Bounding-box records:
[Start]

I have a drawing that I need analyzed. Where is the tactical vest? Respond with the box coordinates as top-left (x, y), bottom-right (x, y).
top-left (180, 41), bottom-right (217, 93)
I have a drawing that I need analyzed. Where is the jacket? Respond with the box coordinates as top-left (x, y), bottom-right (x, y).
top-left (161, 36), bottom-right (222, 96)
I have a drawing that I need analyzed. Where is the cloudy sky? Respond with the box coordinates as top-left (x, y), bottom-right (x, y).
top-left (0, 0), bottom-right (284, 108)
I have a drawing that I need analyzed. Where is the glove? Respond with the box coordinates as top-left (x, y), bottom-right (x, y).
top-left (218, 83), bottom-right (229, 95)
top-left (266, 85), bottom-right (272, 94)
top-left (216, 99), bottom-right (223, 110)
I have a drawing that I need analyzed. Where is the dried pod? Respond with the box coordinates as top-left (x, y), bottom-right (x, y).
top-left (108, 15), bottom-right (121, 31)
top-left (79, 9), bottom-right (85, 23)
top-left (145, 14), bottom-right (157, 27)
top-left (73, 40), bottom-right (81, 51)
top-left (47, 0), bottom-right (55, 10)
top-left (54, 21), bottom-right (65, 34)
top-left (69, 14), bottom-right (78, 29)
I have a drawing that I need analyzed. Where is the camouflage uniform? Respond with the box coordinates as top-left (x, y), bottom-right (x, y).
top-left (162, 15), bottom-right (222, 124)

[End]

_SHORT PROBLEM_.
Copy out, word for word, the lines of the records from the line with "is the dried" to the line with "top-left (69, 14), bottom-right (78, 29)", including both of those lines.

_TASK SOLUTION_.
I have a drawing that I need analyzed. Where is the dried pod? Respond with the box coordinates as top-left (x, y), bottom-right (x, y).
top-left (108, 15), bottom-right (121, 31)
top-left (79, 9), bottom-right (85, 23)
top-left (145, 14), bottom-right (157, 27)
top-left (73, 40), bottom-right (81, 51)
top-left (47, 0), bottom-right (55, 10)
top-left (54, 21), bottom-right (65, 34)
top-left (69, 14), bottom-right (78, 29)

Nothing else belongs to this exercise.